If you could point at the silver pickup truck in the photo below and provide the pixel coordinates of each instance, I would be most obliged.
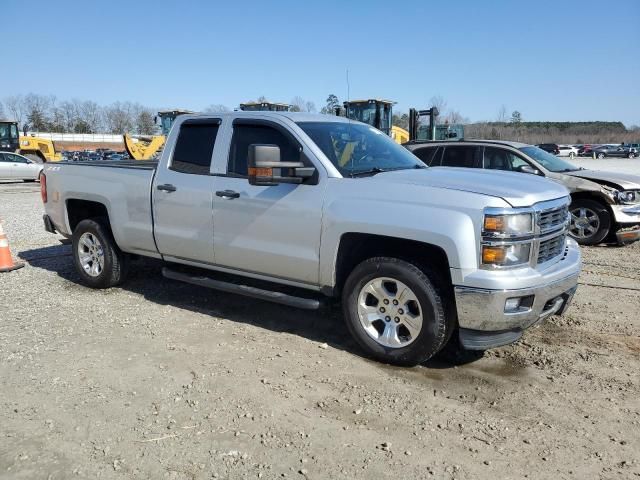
(294, 208)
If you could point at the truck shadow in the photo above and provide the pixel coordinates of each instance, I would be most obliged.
(325, 325)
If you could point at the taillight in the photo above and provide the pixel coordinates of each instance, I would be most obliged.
(43, 187)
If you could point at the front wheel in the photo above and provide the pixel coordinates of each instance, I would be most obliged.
(590, 222)
(394, 311)
(97, 258)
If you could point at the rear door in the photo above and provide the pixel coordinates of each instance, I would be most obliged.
(183, 194)
(270, 230)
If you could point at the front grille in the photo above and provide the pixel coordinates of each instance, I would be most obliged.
(551, 248)
(549, 220)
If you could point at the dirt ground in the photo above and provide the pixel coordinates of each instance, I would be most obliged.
(159, 379)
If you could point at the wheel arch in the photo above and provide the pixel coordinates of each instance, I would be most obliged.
(356, 247)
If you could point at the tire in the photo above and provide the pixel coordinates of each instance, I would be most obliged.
(423, 300)
(594, 220)
(108, 272)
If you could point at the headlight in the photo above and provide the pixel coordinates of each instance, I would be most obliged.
(629, 197)
(506, 255)
(519, 224)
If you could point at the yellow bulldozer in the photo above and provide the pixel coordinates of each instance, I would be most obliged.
(377, 113)
(144, 147)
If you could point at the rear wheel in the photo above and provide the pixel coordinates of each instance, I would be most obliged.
(394, 311)
(590, 222)
(97, 258)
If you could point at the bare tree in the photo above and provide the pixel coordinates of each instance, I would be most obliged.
(216, 108)
(440, 103)
(144, 120)
(299, 104)
(118, 117)
(15, 107)
(503, 116)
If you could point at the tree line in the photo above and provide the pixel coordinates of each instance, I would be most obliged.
(46, 113)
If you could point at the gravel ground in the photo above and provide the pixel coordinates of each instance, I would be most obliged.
(159, 379)
(621, 165)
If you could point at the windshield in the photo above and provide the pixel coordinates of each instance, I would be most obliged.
(355, 148)
(549, 161)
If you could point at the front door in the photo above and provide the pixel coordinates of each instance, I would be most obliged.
(183, 195)
(271, 230)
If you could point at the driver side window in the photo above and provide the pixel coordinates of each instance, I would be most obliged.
(245, 135)
(500, 159)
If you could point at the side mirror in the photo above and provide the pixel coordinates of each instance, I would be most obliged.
(528, 169)
(265, 167)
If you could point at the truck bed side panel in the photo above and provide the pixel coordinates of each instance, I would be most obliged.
(123, 190)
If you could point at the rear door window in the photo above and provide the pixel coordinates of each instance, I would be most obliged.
(426, 154)
(246, 134)
(194, 147)
(461, 156)
(501, 159)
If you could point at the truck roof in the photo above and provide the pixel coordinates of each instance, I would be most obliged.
(294, 116)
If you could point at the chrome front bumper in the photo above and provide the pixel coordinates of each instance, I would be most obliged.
(484, 311)
(626, 214)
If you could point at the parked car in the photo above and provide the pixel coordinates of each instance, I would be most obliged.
(604, 205)
(567, 151)
(17, 167)
(550, 147)
(614, 151)
(416, 254)
(586, 150)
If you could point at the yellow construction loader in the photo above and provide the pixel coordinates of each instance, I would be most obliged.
(144, 147)
(37, 148)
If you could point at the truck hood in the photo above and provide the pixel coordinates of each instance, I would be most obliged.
(620, 181)
(517, 189)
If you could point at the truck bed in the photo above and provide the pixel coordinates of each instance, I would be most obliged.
(123, 187)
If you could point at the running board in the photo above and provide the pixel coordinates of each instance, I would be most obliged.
(246, 290)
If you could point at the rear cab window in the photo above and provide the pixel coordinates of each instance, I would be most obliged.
(428, 155)
(467, 156)
(194, 146)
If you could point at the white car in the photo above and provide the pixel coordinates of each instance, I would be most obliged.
(17, 167)
(567, 151)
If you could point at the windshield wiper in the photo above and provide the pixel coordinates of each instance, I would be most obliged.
(371, 172)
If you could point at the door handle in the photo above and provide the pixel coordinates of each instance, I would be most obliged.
(228, 194)
(167, 187)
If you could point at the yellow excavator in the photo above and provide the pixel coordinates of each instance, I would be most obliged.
(144, 147)
(37, 148)
(377, 113)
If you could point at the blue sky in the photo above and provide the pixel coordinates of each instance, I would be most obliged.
(551, 60)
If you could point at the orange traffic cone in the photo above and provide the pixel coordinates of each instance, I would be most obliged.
(6, 261)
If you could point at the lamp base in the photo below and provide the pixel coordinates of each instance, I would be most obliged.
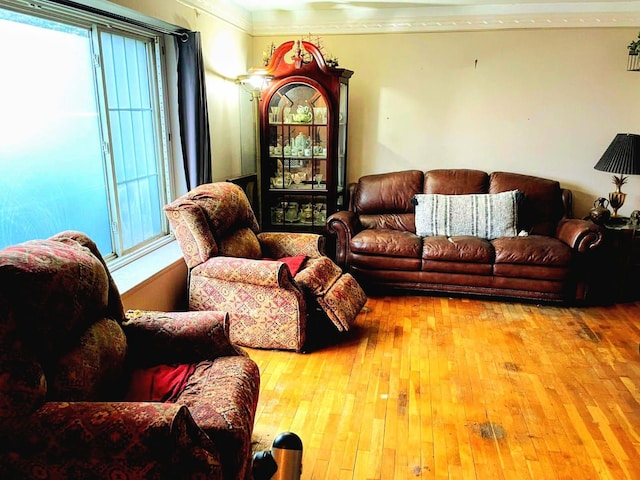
(616, 200)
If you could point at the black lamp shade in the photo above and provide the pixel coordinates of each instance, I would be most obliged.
(622, 156)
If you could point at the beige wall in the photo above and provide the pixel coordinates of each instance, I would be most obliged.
(541, 102)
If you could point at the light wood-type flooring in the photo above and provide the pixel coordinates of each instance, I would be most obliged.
(441, 388)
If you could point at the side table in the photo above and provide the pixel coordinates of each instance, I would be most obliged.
(622, 245)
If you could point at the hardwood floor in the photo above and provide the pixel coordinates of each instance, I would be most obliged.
(438, 388)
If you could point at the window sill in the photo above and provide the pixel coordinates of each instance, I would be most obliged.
(136, 273)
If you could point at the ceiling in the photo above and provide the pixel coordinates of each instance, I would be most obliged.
(286, 17)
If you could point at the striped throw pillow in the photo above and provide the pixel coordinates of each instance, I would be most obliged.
(489, 216)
----
Work to be completed:
When printing the entries, leave out the images and keep everything else exact.

Answer box:
If you could point at the silver pickup truck in the photo below and provide the pixel coordinates of each instance, I would be most obliged.
(294, 208)
If you could point at the truck shadow in the photo above and provide the pixel coordinates of each instance, I would be most obliged.
(325, 325)
If you could point at the taillight in the photo above and provide the pixel coordinates of each instance, I would be most obliged.
(43, 187)
If you could point at the front wheel in the photo above and provide the pixel coordinates of each instance, I would be most obliged.
(590, 222)
(394, 311)
(97, 258)
If you could point at the rear door in the photo above and provide the pixel coordinates of each instance, I would be most obliged.
(183, 194)
(270, 230)
If you could point at the front grille in the photo above and provide the pixel coordinates of each instance, I would be most obliged.
(551, 248)
(549, 220)
If you could point at the dirt ground in the photo above and provide the pixel coordinates of each instance, I would be most obliged.
(159, 379)
If you could point at the wheel arch in the photo above and provide the pixel coordinates of each instance, I would be most obliged.
(356, 247)
If you could point at the tire in the photo above and provide the pixel coordinates of each instance, I would be most obliged.
(423, 300)
(594, 220)
(108, 272)
If you could point at the headlight in the photo above and provide the pixel coordinates of each instance, I would be most obliged.
(629, 197)
(506, 255)
(519, 224)
If you could point at the yellow bulldozer in the photo above and provide the pixel coordinates of each instance, I would be most obliged.
(377, 113)
(144, 147)
If you could point at the rear wheel in the photo above and provide the pixel coordinates of each instance, I would be most obliged.
(394, 311)
(590, 222)
(97, 258)
If you could point at the bare tree in the photo above and provide the pixel coordinates of each instance, I would be most obliged.
(216, 108)
(440, 103)
(144, 120)
(299, 104)
(118, 117)
(15, 107)
(503, 116)
If you could point at the tree line in the photo above and provide the pixel coordinates of each instance, I would be most obliged.
(46, 113)
If you could point at the gravel ground in the photo above and provide the pixel coordinates of each instance, I would be most obliged.
(159, 379)
(621, 165)
If you could point at the windshield in the photo above and provide the pixel coordinates of each instance, I would be most obliged.
(355, 148)
(549, 161)
If you could point at the front door in the photo above and provide the pixel coordinates of each instance, I would be most obliged.
(183, 195)
(271, 230)
If you could point at the driver side window in the photo above and provide the pixel coordinates of each instance, I would be most obliged.
(245, 135)
(500, 159)
If you could point at the side mirror in the photo above and provide the pixel coordinates of each instance, I would be most obliged.
(528, 169)
(265, 167)
If you could point at the truck bed side panel in the photo above and provide the pixel coordinates of each instance, I would be most obliged.
(123, 190)
If you could point at the rear door window in the photo above and provide the pixel coordinates of each instance, I would be most obliged.
(426, 154)
(246, 134)
(194, 147)
(461, 156)
(501, 159)
If you could point at the truck roof in the photo above and provide the pixel coordinates of each instance, I would be most obliged.
(294, 116)
If you could point at the chrome front bumper in the photo above and provide the pixel coordinates of each instance, I would be most obliged.
(484, 311)
(626, 214)
If you could point at the parked car in the photo above and provide the pixel coordinates of each instance, I would be most obliged.
(604, 205)
(567, 151)
(17, 167)
(550, 147)
(614, 151)
(416, 254)
(586, 150)
If you could point at the yellow construction loader in the photo above and provide the pixel coordinates of each instance, I would be most obliged.
(144, 147)
(37, 148)
If you could point at the truck hood in the photo above and provide the pixel coordinates of each instance, I would be most obliged.
(620, 181)
(517, 189)
If you could point at the truck bed in the photo above and provide the pixel coordinates of each instance, I would be most obliged.
(123, 187)
If you could point at the running board in the photo above and provide the pixel coordinates of each instance, I would be most obliged.
(246, 290)
If you could point at the rear cab window in the photo above and provide the pixel coordinates of each instance, I would be most obliged.
(428, 155)
(467, 156)
(194, 146)
If you could point at the white car in the photo above and provide the pixel coordinates of each instance, I would be most obliged.
(17, 167)
(567, 151)
If you could point at the windshield wiper in the photo above and provide the pixel coordinates of each instance, I would be most obliged.
(371, 172)
If you could point at the door handle in the photo above and provide the pixel coordinates of each instance, I would be most obliged.
(228, 194)
(167, 187)
If you could point at the yellow excavator in the photo above and provide the pixel coordinates of each instance, I would be most obliged.
(144, 147)
(37, 148)
(377, 113)
If you could point at the blue sky in the photo above and provide the pixel coordinates of each instance, I would be most obliged.
(551, 60)
If you could point at the orange traffic cone in the photo above and provide the pixel coordinates of each instance, I would be most obliged.
(6, 261)
If you could point at the lamp base in the photo below and provide the pixel coordinates of each instance, I would be most obliged.
(616, 200)
If you could point at the black lamp shade in the photo above and provide the pixel coordinates of each instance, I would be most obliged.
(622, 156)
If you could point at the beige wall in the photo above and provide the pixel coordinates of each instance, I would be most obliged.
(541, 102)
If you could point at the light wood-type flooring in the photo above and provide the pixel coordinates of each instance, I would be most obliged.
(441, 388)
If you could point at the side table in the photo above and provide the pixel coordinates of each instance, I would be most obliged.
(622, 245)
If you could point at the hardwood floor in the photo above and provide the pixel coordinates of each instance, I would be most obliged.
(438, 388)
If you could point at the window sill in the photo above and provide the pixel coordinates of each instance, I would be most obliged.
(136, 273)
If you could point at the ceiling in the photo above and provide the pixel coordinates of each instance, I would be most obliged.
(286, 17)
If you could point at the striped throw pillow in the photo above and provide the pixel coordinates of each instance, I would be most obliged.
(489, 216)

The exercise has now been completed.